**Required work:** Write out nothing but the lines from the one containing "Point to the green foliage" through the last line below, both included, and without the pictures.

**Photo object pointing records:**
==================================================

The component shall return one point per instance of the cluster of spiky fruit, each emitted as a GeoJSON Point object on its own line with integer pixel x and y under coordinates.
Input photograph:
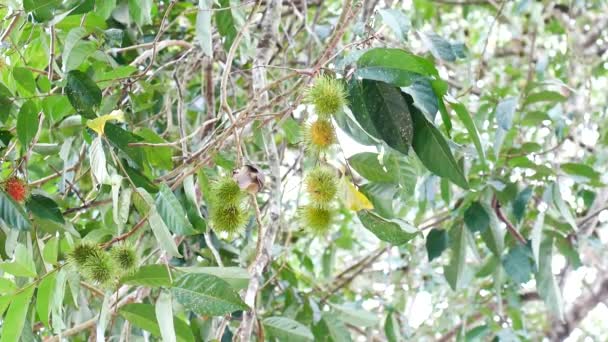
{"type": "Point", "coordinates": [227, 207]}
{"type": "Point", "coordinates": [16, 188]}
{"type": "Point", "coordinates": [328, 96]}
{"type": "Point", "coordinates": [321, 187]}
{"type": "Point", "coordinates": [100, 266]}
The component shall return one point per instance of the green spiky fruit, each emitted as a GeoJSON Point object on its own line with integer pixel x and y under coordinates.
{"type": "Point", "coordinates": [81, 253]}
{"type": "Point", "coordinates": [227, 218]}
{"type": "Point", "coordinates": [319, 135]}
{"type": "Point", "coordinates": [125, 257]}
{"type": "Point", "coordinates": [100, 269]}
{"type": "Point", "coordinates": [321, 185]}
{"type": "Point", "coordinates": [226, 191]}
{"type": "Point", "coordinates": [316, 219]}
{"type": "Point", "coordinates": [327, 95]}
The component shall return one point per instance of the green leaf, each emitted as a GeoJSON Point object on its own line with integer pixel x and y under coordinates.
{"type": "Point", "coordinates": [546, 284]}
{"type": "Point", "coordinates": [25, 79]}
{"type": "Point", "coordinates": [16, 314]}
{"type": "Point", "coordinates": [225, 23]}
{"type": "Point", "coordinates": [287, 329]}
{"type": "Point", "coordinates": [397, 21]}
{"type": "Point", "coordinates": [237, 277]}
{"type": "Point", "coordinates": [141, 11]}
{"type": "Point", "coordinates": [394, 66]}
{"type": "Point", "coordinates": [544, 96]}
{"type": "Point", "coordinates": [395, 231]}
{"type": "Point", "coordinates": [12, 213]}
{"type": "Point", "coordinates": [434, 152]}
{"type": "Point", "coordinates": [518, 264]}
{"type": "Point", "coordinates": [457, 273]}
{"type": "Point", "coordinates": [476, 218]}
{"type": "Point", "coordinates": [143, 316]}
{"type": "Point", "coordinates": [355, 316]}
{"type": "Point", "coordinates": [149, 276]}
{"type": "Point", "coordinates": [44, 296]}
{"type": "Point", "coordinates": [27, 123]}
{"type": "Point", "coordinates": [83, 93]}
{"type": "Point", "coordinates": [384, 114]}
{"type": "Point", "coordinates": [172, 212]}
{"type": "Point", "coordinates": [436, 243]}
{"type": "Point", "coordinates": [45, 208]}
{"type": "Point", "coordinates": [205, 294]}
{"type": "Point", "coordinates": [467, 121]}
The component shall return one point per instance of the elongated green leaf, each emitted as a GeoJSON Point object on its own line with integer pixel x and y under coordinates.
{"type": "Point", "coordinates": [27, 123]}
{"type": "Point", "coordinates": [395, 231]}
{"type": "Point", "coordinates": [44, 207]}
{"type": "Point", "coordinates": [383, 113]}
{"type": "Point", "coordinates": [149, 276]}
{"type": "Point", "coordinates": [143, 316]}
{"type": "Point", "coordinates": [12, 213]}
{"type": "Point", "coordinates": [16, 314]}
{"type": "Point", "coordinates": [206, 294]}
{"type": "Point", "coordinates": [172, 212]}
{"type": "Point", "coordinates": [434, 152]}
{"type": "Point", "coordinates": [83, 93]}
{"type": "Point", "coordinates": [469, 124]}
{"type": "Point", "coordinates": [44, 296]}
{"type": "Point", "coordinates": [287, 329]}
{"type": "Point", "coordinates": [237, 277]}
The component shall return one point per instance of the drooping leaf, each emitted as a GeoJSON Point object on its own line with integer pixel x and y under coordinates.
{"type": "Point", "coordinates": [395, 231]}
{"type": "Point", "coordinates": [434, 152]}
{"type": "Point", "coordinates": [44, 207]}
{"type": "Point", "coordinates": [83, 93]}
{"type": "Point", "coordinates": [206, 294]}
{"type": "Point", "coordinates": [12, 213]}
{"type": "Point", "coordinates": [287, 329]}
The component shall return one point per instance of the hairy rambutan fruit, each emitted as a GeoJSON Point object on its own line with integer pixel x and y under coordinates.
{"type": "Point", "coordinates": [321, 185]}
{"type": "Point", "coordinates": [226, 191]}
{"type": "Point", "coordinates": [100, 268]}
{"type": "Point", "coordinates": [319, 135]}
{"type": "Point", "coordinates": [81, 253]}
{"type": "Point", "coordinates": [316, 219]}
{"type": "Point", "coordinates": [125, 257]}
{"type": "Point", "coordinates": [327, 95]}
{"type": "Point", "coordinates": [16, 188]}
{"type": "Point", "coordinates": [227, 218]}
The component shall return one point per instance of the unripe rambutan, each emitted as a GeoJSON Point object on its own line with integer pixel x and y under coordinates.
{"type": "Point", "coordinates": [226, 191]}
{"type": "Point", "coordinates": [227, 218]}
{"type": "Point", "coordinates": [81, 253]}
{"type": "Point", "coordinates": [125, 257]}
{"type": "Point", "coordinates": [16, 188]}
{"type": "Point", "coordinates": [316, 219]}
{"type": "Point", "coordinates": [327, 95]}
{"type": "Point", "coordinates": [100, 268]}
{"type": "Point", "coordinates": [319, 135]}
{"type": "Point", "coordinates": [321, 185]}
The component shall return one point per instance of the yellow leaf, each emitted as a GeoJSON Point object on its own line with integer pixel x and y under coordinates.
{"type": "Point", "coordinates": [354, 199]}
{"type": "Point", "coordinates": [99, 123]}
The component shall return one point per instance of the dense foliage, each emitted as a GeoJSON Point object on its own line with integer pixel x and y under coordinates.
{"type": "Point", "coordinates": [422, 170]}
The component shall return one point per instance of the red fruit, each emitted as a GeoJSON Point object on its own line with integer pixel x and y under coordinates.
{"type": "Point", "coordinates": [16, 188]}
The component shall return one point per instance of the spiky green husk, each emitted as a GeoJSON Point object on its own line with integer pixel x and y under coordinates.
{"type": "Point", "coordinates": [81, 253]}
{"type": "Point", "coordinates": [100, 269]}
{"type": "Point", "coordinates": [227, 218]}
{"type": "Point", "coordinates": [226, 191]}
{"type": "Point", "coordinates": [319, 135]}
{"type": "Point", "coordinates": [321, 185]}
{"type": "Point", "coordinates": [316, 219]}
{"type": "Point", "coordinates": [327, 95]}
{"type": "Point", "coordinates": [125, 257]}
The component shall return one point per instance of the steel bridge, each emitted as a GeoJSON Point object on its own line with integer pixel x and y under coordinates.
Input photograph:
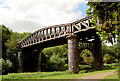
{"type": "Point", "coordinates": [79, 31]}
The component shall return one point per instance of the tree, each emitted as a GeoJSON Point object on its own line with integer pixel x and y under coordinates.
{"type": "Point", "coordinates": [108, 15]}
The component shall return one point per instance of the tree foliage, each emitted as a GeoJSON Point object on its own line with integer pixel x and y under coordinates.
{"type": "Point", "coordinates": [108, 15]}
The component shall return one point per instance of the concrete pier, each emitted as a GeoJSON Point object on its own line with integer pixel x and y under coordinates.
{"type": "Point", "coordinates": [20, 60]}
{"type": "Point", "coordinates": [73, 53]}
{"type": "Point", "coordinates": [39, 63]}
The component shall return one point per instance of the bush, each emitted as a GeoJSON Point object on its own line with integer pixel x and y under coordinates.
{"type": "Point", "coordinates": [84, 67]}
{"type": "Point", "coordinates": [6, 65]}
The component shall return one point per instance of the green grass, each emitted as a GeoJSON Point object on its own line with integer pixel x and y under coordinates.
{"type": "Point", "coordinates": [51, 75]}
{"type": "Point", "coordinates": [113, 77]}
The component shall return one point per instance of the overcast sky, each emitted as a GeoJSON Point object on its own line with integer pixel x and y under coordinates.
{"type": "Point", "coordinates": [31, 15]}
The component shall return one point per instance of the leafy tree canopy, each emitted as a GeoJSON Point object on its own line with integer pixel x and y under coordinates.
{"type": "Point", "coordinates": [108, 15]}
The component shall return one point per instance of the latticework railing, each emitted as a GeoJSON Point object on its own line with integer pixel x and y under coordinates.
{"type": "Point", "coordinates": [57, 31]}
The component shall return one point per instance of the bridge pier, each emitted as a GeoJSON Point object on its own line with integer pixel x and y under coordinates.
{"type": "Point", "coordinates": [39, 62]}
{"type": "Point", "coordinates": [20, 60]}
{"type": "Point", "coordinates": [73, 53]}
{"type": "Point", "coordinates": [98, 54]}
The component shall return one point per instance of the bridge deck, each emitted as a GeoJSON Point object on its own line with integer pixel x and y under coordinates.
{"type": "Point", "coordinates": [56, 34]}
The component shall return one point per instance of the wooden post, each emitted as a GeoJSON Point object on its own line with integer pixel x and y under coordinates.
{"type": "Point", "coordinates": [73, 53]}
{"type": "Point", "coordinates": [20, 60]}
{"type": "Point", "coordinates": [98, 54]}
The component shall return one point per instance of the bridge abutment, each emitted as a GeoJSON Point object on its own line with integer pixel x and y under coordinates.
{"type": "Point", "coordinates": [73, 53]}
{"type": "Point", "coordinates": [20, 60]}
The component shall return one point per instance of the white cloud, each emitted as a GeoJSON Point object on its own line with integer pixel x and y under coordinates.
{"type": "Point", "coordinates": [31, 15]}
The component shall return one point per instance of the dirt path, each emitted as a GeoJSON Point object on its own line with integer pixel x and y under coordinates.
{"type": "Point", "coordinates": [98, 75]}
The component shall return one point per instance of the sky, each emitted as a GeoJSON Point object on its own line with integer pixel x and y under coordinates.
{"type": "Point", "coordinates": [31, 15]}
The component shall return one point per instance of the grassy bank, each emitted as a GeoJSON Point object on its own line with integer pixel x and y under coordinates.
{"type": "Point", "coordinates": [52, 75]}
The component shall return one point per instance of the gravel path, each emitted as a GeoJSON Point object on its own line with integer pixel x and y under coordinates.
{"type": "Point", "coordinates": [98, 76]}
{"type": "Point", "coordinates": [95, 77]}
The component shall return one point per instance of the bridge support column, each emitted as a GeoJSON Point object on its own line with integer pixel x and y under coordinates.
{"type": "Point", "coordinates": [39, 62]}
{"type": "Point", "coordinates": [98, 54]}
{"type": "Point", "coordinates": [20, 60]}
{"type": "Point", "coordinates": [73, 53]}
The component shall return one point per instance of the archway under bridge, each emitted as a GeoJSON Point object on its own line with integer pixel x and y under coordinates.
{"type": "Point", "coordinates": [71, 34]}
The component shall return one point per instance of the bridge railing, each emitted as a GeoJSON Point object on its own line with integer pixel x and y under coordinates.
{"type": "Point", "coordinates": [57, 31]}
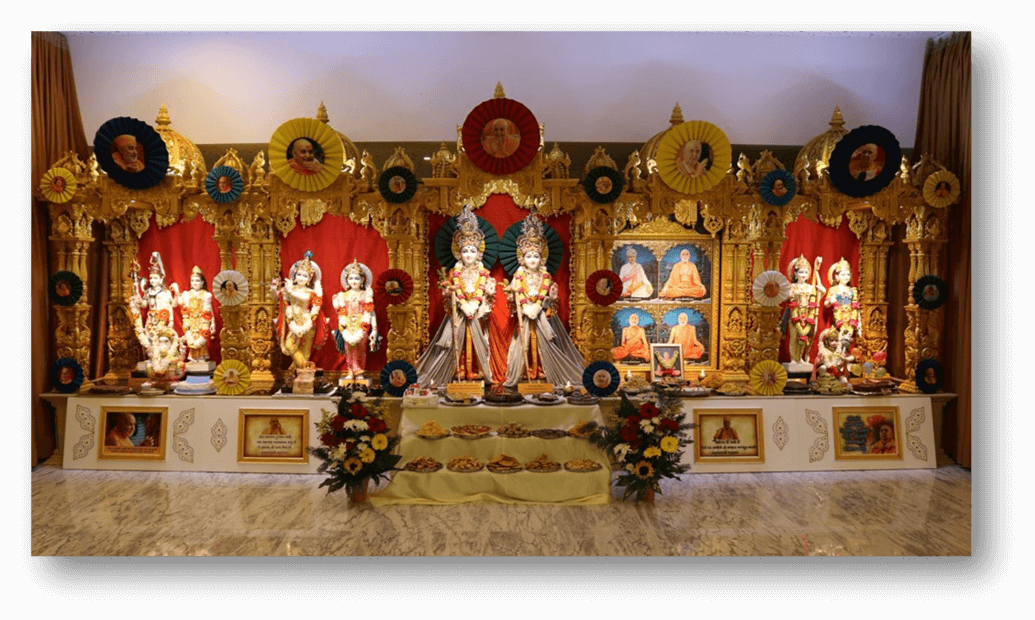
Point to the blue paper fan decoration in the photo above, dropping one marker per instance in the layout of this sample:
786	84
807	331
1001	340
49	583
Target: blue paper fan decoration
777	194
508	248
66	375
224	184
443	243
600	379
396	376
152	161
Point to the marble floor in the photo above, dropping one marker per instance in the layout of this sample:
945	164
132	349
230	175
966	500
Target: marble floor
877	513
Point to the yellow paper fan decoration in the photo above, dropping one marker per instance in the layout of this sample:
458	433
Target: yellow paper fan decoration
232	377
941	188
306	154
768	378
693	156
58	185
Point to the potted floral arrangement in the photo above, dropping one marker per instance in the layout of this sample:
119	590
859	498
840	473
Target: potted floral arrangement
355	446
647	443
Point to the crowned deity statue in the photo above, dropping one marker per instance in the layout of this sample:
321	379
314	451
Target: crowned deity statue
300	322
357	323
802	312
199	320
152	299
540	347
460	348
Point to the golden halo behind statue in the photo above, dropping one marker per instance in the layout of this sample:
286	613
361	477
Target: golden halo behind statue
680	169
311	167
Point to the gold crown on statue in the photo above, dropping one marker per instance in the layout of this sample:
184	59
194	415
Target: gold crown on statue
468	233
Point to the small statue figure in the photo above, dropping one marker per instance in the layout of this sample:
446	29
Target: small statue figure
300	323
357	324
540	337
469	293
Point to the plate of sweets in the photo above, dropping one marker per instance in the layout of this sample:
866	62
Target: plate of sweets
470	431
432	430
583	465
513	431
465	465
542	465
504	464
423	465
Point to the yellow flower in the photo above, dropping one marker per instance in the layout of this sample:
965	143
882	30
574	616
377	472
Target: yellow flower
644	470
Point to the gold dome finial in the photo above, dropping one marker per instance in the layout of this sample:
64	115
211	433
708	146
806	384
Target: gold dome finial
163	120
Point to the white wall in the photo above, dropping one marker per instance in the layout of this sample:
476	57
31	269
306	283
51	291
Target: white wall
760	88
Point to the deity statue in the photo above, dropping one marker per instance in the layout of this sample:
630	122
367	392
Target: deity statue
469	293
802	311
357	324
199	320
300	323
540	337
155	298
845	300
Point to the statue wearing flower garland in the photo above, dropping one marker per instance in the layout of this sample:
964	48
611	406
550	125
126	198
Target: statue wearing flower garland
199	320
540	340
469	292
357	323
300	323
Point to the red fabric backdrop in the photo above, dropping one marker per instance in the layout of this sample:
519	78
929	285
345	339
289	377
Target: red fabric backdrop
815	239
501	211
182	245
335	241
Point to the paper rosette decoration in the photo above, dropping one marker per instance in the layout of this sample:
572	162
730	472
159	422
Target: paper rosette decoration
603	287
929	376
230	288
771	288
447	254
941	188
393	287
600	379
680	169
396	376
603	184
397	184
507	129
224	189
930	292
768	378
319	163
847	158
66	375
232	378
777	194
508	248
58	184
65	288
152	156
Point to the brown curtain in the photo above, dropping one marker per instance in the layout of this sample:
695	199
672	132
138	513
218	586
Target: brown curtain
56	128
944	131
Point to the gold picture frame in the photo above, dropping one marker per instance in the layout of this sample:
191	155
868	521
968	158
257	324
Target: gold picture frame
132	433
273	436
729	436
867	433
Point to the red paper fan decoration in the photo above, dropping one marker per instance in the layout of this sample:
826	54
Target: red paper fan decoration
392	287
603	287
501	136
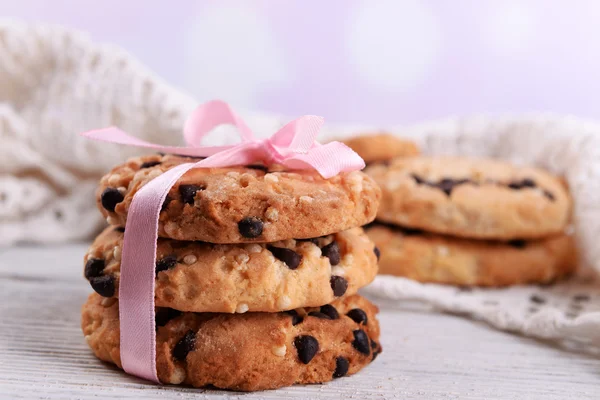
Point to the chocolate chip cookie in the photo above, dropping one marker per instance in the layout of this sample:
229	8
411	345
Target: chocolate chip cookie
471	198
441	259
204	277
252	351
381	147
245	204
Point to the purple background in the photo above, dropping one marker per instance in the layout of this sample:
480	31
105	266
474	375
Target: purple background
376	62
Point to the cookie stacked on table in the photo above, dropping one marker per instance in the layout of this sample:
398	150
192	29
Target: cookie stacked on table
467	221
256	274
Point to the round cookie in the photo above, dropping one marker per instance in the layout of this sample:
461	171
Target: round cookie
252	351
471	198
441	259
381	147
242	204
204	277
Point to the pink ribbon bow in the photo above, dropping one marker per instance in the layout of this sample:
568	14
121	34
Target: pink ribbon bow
293	146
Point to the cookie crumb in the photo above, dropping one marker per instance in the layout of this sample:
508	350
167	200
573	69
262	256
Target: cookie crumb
442	251
190	259
242	258
272	214
254	248
272	178
306	199
117	253
284	302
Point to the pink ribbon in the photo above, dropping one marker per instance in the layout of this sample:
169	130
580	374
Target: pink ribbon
293	146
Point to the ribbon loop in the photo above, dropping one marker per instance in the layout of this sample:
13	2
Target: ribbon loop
210	115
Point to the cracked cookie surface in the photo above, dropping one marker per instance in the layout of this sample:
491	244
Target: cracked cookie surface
205	277
242	204
252	351
441	259
471	198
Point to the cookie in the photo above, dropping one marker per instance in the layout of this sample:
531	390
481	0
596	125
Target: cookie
204	277
471	198
441	259
243	204
381	147
252	351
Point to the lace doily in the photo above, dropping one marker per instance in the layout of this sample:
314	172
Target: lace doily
56	83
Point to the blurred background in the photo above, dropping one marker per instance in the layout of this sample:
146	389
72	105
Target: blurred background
356	61
360	64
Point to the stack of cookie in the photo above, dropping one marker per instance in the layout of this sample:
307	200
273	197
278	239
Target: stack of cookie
471	222
256	275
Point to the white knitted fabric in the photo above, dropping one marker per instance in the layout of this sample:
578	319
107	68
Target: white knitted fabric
55	83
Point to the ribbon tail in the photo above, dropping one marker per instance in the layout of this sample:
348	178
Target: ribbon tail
242	154
138	263
117	136
299	134
208	116
329	160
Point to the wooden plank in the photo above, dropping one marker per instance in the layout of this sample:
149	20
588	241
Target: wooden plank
426	356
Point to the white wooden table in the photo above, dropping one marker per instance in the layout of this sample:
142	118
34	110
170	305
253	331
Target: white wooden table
426	355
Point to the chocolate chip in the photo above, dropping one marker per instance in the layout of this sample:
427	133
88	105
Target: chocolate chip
103	285
258	167
109	198
289	257
339	285
361	341
319	314
149	164
307	347
188	193
446	185
166	203
332	251
358	316
184	346
549	195
537	299
341	367
250	227
330	310
518	243
94	267
375	354
296	319
523	183
166	263
409	231
164	315
314	241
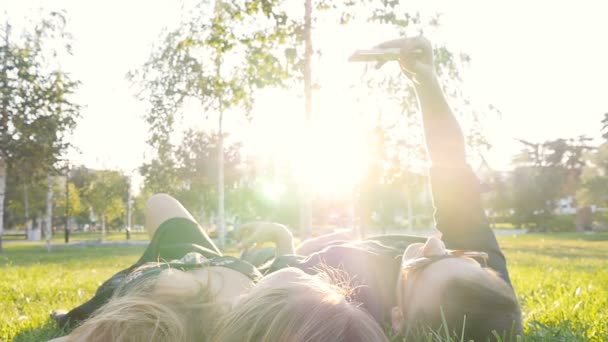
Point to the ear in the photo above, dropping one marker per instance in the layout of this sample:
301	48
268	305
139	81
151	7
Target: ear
397	320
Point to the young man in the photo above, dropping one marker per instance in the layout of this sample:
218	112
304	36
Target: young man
433	284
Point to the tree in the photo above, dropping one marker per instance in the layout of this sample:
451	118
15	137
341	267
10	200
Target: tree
36	111
217	56
544	173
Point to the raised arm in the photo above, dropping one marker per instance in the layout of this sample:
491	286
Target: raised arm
456	193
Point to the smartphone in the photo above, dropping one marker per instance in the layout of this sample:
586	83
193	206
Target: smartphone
378	55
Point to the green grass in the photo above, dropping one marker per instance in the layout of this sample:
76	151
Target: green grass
561	281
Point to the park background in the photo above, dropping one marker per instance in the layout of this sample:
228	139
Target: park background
242	111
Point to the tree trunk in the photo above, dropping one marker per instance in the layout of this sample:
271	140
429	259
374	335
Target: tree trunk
103	225
3	174
306	201
221	233
49	214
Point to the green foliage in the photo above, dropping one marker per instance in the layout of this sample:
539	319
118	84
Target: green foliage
106	194
75	207
36	108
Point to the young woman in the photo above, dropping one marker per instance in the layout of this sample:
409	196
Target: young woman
434	285
201	295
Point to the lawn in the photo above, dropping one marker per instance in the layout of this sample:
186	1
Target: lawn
561	280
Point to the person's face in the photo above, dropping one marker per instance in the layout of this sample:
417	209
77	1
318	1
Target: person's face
226	285
420	291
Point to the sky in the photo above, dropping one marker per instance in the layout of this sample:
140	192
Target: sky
541	63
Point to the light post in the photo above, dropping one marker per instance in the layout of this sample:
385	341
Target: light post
67	202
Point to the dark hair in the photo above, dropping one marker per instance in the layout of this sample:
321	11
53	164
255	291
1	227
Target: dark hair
483	304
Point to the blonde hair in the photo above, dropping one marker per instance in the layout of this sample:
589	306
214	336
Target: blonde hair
145	312
309	309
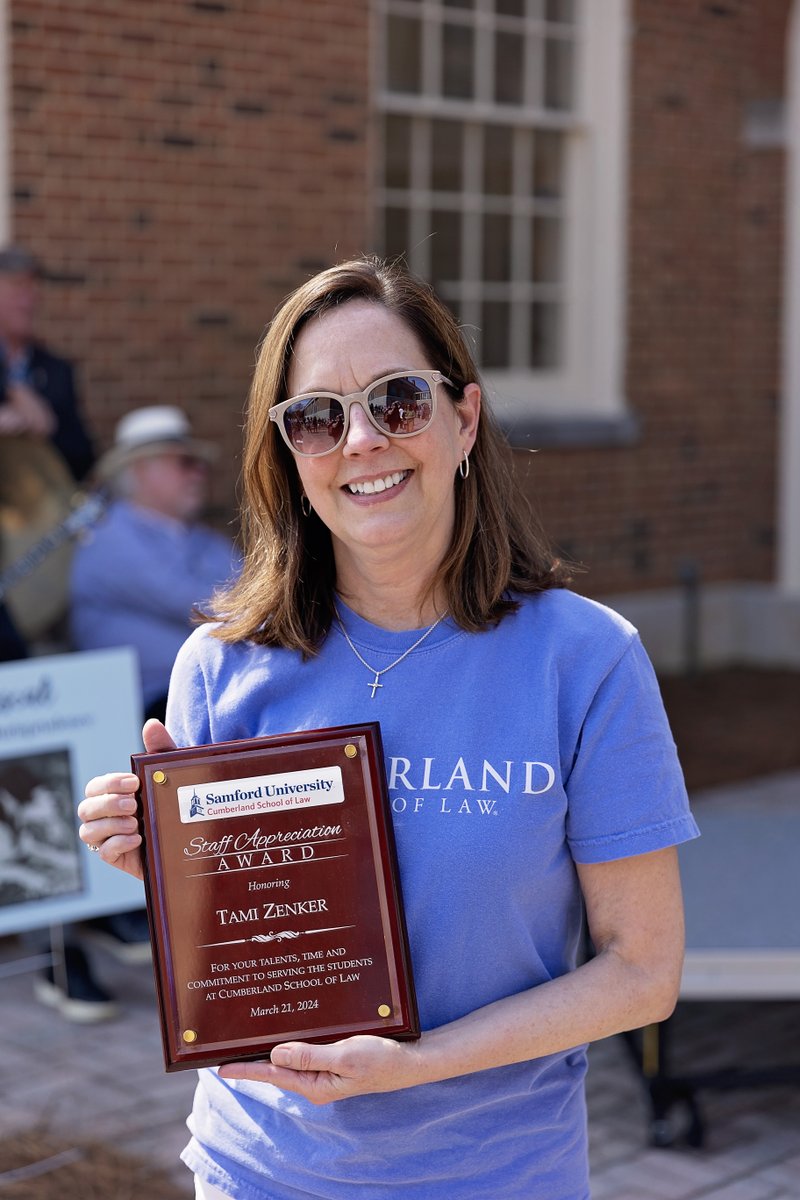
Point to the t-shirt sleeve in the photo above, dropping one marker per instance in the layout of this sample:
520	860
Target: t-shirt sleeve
188	718
626	793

==================================================

**Completed exercise:**
Point to the green foliage in the photo above, dropping one marker per instance in the layout of this sample:
539	319
118	84
Target: green foliage
106	194
75	207
36	108
Point to the young woman in the photo above, dropping one marker per instance in the layout of this sample:
409	196
Target: young woman
434	285
201	295
Point to the lawn in the photo above, dropping one marker per instance in the layout of this sample:
186	1
Target: lawn
561	280
Point to the person's face in the photo above, dropping one marker per instance in the layout of this sample:
417	209
77	1
318	1
Target: person's face
226	285
420	291
Point to the sky in the photo above, dropping one marker per instance in the layout of this sample:
140	192
Target: sky
541	63
Point to the light post in the photo above, dropping one marker per instance in the layout of this sample:
385	341
Target: light post
67	202
Point to the dark hair in the photo above, dropping one marker per instance in the layout of this sample:
321	11
53	164
255	291
1	227
Target: dark hair
483	304
Point to the blonde hair in the photo above, dropping one marker per instance in the layout of this sample:
589	306
214	336
Target: blonde hair
145	312
309	309
Point to the t-shirt sleeve in the photo above, dropping one marker per instance in the layout of this sample:
520	860
Target: t-shirt sleeve
188	718
626	793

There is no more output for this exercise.